Dataset entries:

* * * * * * *

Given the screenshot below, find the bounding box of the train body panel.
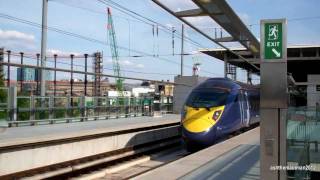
[181,78,259,149]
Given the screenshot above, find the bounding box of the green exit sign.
[264,23,283,59]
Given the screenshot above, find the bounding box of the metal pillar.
[7,51,11,87]
[260,19,288,180]
[180,24,184,76]
[224,52,228,78]
[40,0,48,96]
[0,48,4,81]
[53,54,58,96]
[20,52,24,93]
[84,54,88,96]
[8,86,17,121]
[70,54,74,97]
[35,54,40,95]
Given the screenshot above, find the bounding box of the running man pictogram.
[268,25,279,40]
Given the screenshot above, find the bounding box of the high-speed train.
[181,78,260,151]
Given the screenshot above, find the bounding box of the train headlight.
[181,107,187,121]
[212,110,222,121]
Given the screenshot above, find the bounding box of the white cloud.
[104,59,144,69]
[136,64,144,69]
[47,49,83,56]
[0,29,36,51]
[0,29,35,43]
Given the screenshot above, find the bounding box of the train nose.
[182,127,216,146]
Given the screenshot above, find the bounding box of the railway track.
[8,136,181,180]
[1,121,258,180]
[50,124,259,180]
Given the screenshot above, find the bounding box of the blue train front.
[181,78,259,150]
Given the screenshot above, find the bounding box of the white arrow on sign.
[272,48,281,57]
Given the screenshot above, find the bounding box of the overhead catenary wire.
[51,0,219,62]
[152,0,260,71]
[4,52,177,75]
[0,13,222,75]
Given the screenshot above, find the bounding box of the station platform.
[0,114,180,149]
[135,127,260,180]
[0,114,180,176]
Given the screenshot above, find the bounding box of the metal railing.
[0,88,173,127]
[8,96,153,126]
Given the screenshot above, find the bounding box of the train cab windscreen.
[186,88,229,108]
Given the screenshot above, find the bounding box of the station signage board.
[260,19,287,61]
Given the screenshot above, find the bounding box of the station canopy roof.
[200,45,320,82]
[152,0,320,82]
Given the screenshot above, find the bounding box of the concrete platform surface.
[135,127,260,180]
[0,114,180,148]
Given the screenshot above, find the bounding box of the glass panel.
[287,107,320,179]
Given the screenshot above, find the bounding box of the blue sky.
[0,0,320,83]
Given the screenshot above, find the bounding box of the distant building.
[17,68,51,81]
[34,69,52,81]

* * * * * * *

Can you turn every line of the listing above into a JSON list of strings, one string per line, skipping blank lines and leaving out the picture?

(Solution for this task)
[
  "Given the screenshot below, find the bounding box of the train body panel.",
  "[181,78,259,149]",
  "Given the screenshot above, find the bounding box of the green exit sign.",
  "[264,23,283,59]",
  "Given the screenshot above, find the bounding box of the metal pillar.",
  "[7,51,11,87]",
  "[260,19,288,180]",
  "[180,24,184,76]",
  "[224,52,228,78]",
  "[40,0,48,96]",
  "[0,48,4,81]",
  "[53,54,58,96]",
  "[20,52,24,93]",
  "[84,54,88,96]",
  "[8,86,17,121]",
  "[70,54,74,97]",
  "[35,54,40,95]",
  "Given the screenshot above, find the bounding box of the running man pictogram.",
  "[268,25,279,40]",
  "Given the screenshot above, find the bounding box of the high-speed train.",
  "[181,78,260,151]",
  "Given the screenshot above, find the bounding box of the train headlight.",
  "[181,107,187,121]",
  "[212,110,222,121]",
  "Given the screenshot above, find the bounding box of the white cloud.",
  "[104,59,144,69]",
  "[136,64,144,69]",
  "[47,49,83,56]",
  "[0,29,36,51]",
  "[0,29,35,43]",
  "Given the screenshot above, find the bounding box of the train nose.",
  "[182,127,216,146]",
  "Given the screenshot above, find the bounding box of the railway track.",
  "[8,136,181,180]",
  "[1,121,258,180]",
  "[50,124,259,180]",
  "Given the screenshot above, find the bounding box of the blue train front.",
  "[181,78,259,150]",
  "Given the screenshot above, find the bounding box of the white arrow on sign.",
  "[272,48,281,57]",
  "Given the screenshot above, find the bounding box of the overhead catenary wire.",
  "[51,0,219,62]",
  "[152,0,260,71]",
  "[4,52,177,75]",
  "[0,13,222,75]",
  "Given the screenshot above, find the bounding box of the station platform.",
  "[0,114,180,149]",
  "[135,127,260,180]",
  "[0,114,180,176]",
  "Given the screenshot above, find the bounding box of the metal railing.",
  "[0,88,173,127]",
  "[8,96,153,126]",
  "Given the screenshot above, find the bounding box of the train cab windscreen.",
  "[186,88,229,108]",
  "Given the screenshot above, find the bounding box of the station signage board.",
  "[260,19,287,61]",
  "Given the screenshot above, find the bounding box of the station canopy roof.",
  "[200,45,320,82]",
  "[152,0,320,82]",
  "Given the screenshot above, find the bounding box of the concrete platform surface.",
  "[135,127,260,180]",
  "[0,114,180,148]",
  "Given the screenshot above, find the bounding box of the glass panel.",
  "[287,107,320,179]",
  "Given the screenshot above, find the bounding box of the blue sky.",
  "[0,0,320,83]",
  "Given the screenshot above, find the bounding box of the distant building.",
  "[17,68,51,81]",
  "[34,69,52,81]"
]